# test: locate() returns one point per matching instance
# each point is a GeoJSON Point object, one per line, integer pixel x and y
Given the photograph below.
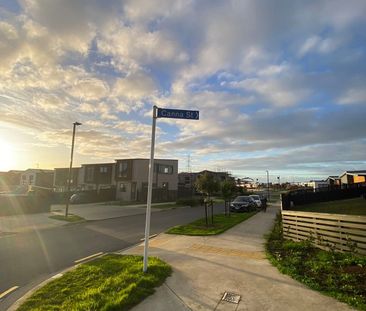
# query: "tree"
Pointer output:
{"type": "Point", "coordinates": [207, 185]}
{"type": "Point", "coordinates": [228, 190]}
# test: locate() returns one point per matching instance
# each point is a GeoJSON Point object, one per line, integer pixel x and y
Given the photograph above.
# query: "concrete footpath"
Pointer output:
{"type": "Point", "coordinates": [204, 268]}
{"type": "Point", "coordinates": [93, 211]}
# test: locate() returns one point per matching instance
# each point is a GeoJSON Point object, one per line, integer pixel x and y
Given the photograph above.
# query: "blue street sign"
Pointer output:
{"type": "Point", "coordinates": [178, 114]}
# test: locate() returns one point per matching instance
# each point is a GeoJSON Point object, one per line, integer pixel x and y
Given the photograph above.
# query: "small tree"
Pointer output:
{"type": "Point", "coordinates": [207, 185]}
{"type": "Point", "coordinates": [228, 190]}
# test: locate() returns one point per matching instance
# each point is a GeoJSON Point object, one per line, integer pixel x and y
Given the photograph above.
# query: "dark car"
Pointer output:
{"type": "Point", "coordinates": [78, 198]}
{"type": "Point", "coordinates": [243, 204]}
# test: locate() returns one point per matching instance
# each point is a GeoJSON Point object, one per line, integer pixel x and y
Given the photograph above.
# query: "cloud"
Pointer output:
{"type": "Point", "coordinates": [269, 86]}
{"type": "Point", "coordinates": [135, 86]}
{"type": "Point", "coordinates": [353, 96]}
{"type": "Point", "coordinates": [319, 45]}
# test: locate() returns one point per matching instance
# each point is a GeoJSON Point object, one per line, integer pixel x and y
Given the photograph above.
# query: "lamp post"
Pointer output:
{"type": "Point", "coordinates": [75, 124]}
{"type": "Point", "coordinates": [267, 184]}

==

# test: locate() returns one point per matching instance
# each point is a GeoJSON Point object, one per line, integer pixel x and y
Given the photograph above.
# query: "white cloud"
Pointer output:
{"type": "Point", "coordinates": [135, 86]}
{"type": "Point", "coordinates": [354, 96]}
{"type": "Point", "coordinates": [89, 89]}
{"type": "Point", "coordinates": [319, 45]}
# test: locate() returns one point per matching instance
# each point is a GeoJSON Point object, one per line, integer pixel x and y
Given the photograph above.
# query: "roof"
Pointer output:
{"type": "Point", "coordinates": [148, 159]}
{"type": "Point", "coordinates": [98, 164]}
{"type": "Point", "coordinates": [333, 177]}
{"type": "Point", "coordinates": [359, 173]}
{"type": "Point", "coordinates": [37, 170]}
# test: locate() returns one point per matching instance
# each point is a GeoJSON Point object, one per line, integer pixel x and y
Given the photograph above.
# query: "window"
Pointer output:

> **Activity**
Search the entries for "query" and copy each matching line.

> **Task response**
# query: "tree"
# query: "concrete footpath"
# query: "blue street sign"
# query: "small tree"
# query: "dark car"
# query: "cloud"
# query: "lamp post"
# query: "white cloud"
# query: "roof"
# query: "window"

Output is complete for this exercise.